◆ Instrucciones y requisitos ◆
Filtra las líneas de abajo y copia todas las que contengan la palabra "mesh". Ten en cuenta las mayúsculas y minúsculas.
-*-
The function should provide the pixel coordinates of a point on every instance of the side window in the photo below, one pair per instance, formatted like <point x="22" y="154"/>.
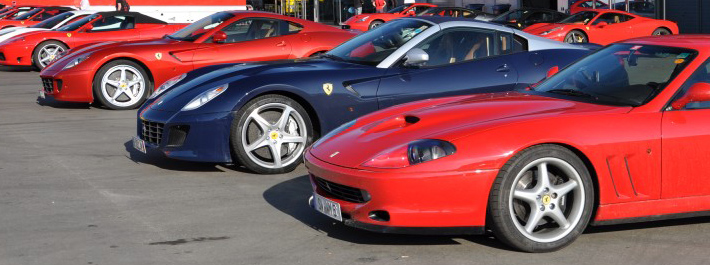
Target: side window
<point x="288" y="27"/>
<point x="113" y="23"/>
<point x="458" y="45"/>
<point x="702" y="75"/>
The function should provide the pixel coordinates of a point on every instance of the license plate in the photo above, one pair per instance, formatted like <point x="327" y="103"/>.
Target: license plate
<point x="139" y="144"/>
<point x="327" y="207"/>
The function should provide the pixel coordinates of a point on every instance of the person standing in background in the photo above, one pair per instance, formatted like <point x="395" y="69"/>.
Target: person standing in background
<point x="122" y="5"/>
<point x="379" y="5"/>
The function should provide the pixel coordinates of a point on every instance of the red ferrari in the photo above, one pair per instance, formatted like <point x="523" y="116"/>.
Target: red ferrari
<point x="122" y="75"/>
<point x="587" y="5"/>
<point x="40" y="48"/>
<point x="33" y="17"/>
<point x="602" y="27"/>
<point x="620" y="136"/>
<point x="365" y="22"/>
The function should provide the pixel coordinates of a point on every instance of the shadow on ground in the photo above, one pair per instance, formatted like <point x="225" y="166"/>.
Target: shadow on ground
<point x="158" y="159"/>
<point x="291" y="197"/>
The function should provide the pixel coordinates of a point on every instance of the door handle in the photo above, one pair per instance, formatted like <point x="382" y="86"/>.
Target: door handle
<point x="503" y="69"/>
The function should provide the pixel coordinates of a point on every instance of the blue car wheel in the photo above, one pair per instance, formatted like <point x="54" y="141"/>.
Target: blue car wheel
<point x="270" y="133"/>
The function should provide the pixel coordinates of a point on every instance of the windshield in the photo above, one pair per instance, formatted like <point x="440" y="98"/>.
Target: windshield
<point x="53" y="21"/>
<point x="28" y="14"/>
<point x="510" y="16"/>
<point x="621" y="74"/>
<point x="399" y="9"/>
<point x="580" y="18"/>
<point x="78" y="24"/>
<point x="373" y="46"/>
<point x="195" y="30"/>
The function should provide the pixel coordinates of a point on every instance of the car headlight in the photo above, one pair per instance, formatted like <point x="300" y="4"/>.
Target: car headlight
<point x="332" y="133"/>
<point x="168" y="84"/>
<point x="76" y="61"/>
<point x="205" y="97"/>
<point x="416" y="152"/>
<point x="550" y="31"/>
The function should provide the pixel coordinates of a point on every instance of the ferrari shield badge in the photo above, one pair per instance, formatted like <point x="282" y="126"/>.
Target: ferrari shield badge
<point x="328" y="88"/>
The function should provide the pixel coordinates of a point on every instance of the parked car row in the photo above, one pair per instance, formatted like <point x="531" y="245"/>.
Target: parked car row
<point x="430" y="124"/>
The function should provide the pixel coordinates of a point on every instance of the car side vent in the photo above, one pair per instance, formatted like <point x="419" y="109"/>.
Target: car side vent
<point x="411" y="119"/>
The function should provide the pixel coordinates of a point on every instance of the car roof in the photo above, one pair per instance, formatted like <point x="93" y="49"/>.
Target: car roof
<point x="693" y="41"/>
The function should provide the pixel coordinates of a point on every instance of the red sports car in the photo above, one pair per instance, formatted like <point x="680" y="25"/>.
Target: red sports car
<point x="620" y="136"/>
<point x="40" y="48"/>
<point x="602" y="27"/>
<point x="365" y="22"/>
<point x="587" y="5"/>
<point x="122" y="75"/>
<point x="33" y="17"/>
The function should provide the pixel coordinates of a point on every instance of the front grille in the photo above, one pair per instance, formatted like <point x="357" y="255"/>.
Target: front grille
<point x="152" y="132"/>
<point x="48" y="85"/>
<point x="339" y="191"/>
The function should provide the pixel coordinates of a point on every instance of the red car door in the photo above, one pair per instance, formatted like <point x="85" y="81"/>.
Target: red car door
<point x="250" y="39"/>
<point x="686" y="145"/>
<point x="114" y="28"/>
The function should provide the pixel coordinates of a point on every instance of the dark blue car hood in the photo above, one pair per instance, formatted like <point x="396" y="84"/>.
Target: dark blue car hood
<point x="243" y="78"/>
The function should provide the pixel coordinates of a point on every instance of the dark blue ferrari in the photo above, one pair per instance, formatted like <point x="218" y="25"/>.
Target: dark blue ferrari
<point x="263" y="115"/>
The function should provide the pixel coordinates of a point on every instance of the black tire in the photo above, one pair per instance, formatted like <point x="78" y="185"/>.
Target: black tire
<point x="36" y="60"/>
<point x="576" y="36"/>
<point x="101" y="97"/>
<point x="661" y="31"/>
<point x="375" y="24"/>
<point x="240" y="136"/>
<point x="502" y="217"/>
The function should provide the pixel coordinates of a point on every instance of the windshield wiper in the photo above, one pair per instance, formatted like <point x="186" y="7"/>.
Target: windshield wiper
<point x="572" y="92"/>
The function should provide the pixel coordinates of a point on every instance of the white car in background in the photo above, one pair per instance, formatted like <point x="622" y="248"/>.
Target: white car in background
<point x="49" y="24"/>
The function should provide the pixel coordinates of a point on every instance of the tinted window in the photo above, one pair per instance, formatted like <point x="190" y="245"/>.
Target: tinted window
<point x="620" y="74"/>
<point x="458" y="45"/>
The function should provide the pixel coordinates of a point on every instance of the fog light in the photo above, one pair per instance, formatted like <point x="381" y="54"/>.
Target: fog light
<point x="379" y="215"/>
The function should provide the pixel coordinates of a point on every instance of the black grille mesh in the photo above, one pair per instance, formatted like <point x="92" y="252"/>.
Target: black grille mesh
<point x="340" y="191"/>
<point x="152" y="132"/>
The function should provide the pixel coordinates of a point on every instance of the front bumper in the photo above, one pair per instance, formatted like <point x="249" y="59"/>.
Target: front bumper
<point x="16" y="55"/>
<point x="70" y="85"/>
<point x="453" y="202"/>
<point x="196" y="137"/>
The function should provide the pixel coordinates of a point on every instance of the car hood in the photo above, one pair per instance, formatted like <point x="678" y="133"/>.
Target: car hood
<point x="445" y="119"/>
<point x="244" y="78"/>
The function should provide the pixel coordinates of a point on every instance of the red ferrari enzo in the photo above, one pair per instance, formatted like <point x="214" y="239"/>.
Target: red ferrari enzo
<point x="33" y="17"/>
<point x="40" y="48"/>
<point x="620" y="136"/>
<point x="365" y="22"/>
<point x="602" y="27"/>
<point x="121" y="75"/>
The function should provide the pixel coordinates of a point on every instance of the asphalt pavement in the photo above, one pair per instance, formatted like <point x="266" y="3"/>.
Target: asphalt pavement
<point x="73" y="191"/>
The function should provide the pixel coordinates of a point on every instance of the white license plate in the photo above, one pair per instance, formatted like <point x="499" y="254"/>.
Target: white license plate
<point x="327" y="207"/>
<point x="139" y="144"/>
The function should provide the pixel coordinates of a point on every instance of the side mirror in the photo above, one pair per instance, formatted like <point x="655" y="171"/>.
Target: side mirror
<point x="88" y="28"/>
<point x="698" y="92"/>
<point x="415" y="57"/>
<point x="552" y="71"/>
<point x="219" y="37"/>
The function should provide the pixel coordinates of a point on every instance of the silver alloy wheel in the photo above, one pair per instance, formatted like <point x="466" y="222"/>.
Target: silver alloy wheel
<point x="285" y="138"/>
<point x="123" y="85"/>
<point x="49" y="53"/>
<point x="547" y="200"/>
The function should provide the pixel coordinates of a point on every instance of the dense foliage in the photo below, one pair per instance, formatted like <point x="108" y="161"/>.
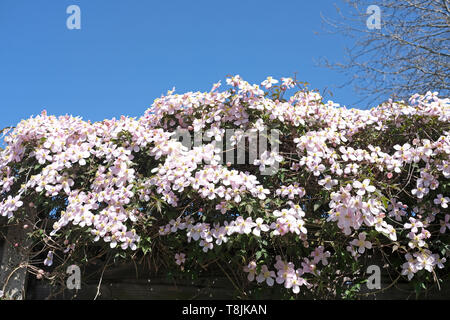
-*-
◆ Respuesta al ejercicio ◆
The function should provide the pixel coordinates of a point on every instance of the black grille mesh in the photo above, one pair per instance, formatted like <point x="92" y="252"/>.
Target: black grille mesh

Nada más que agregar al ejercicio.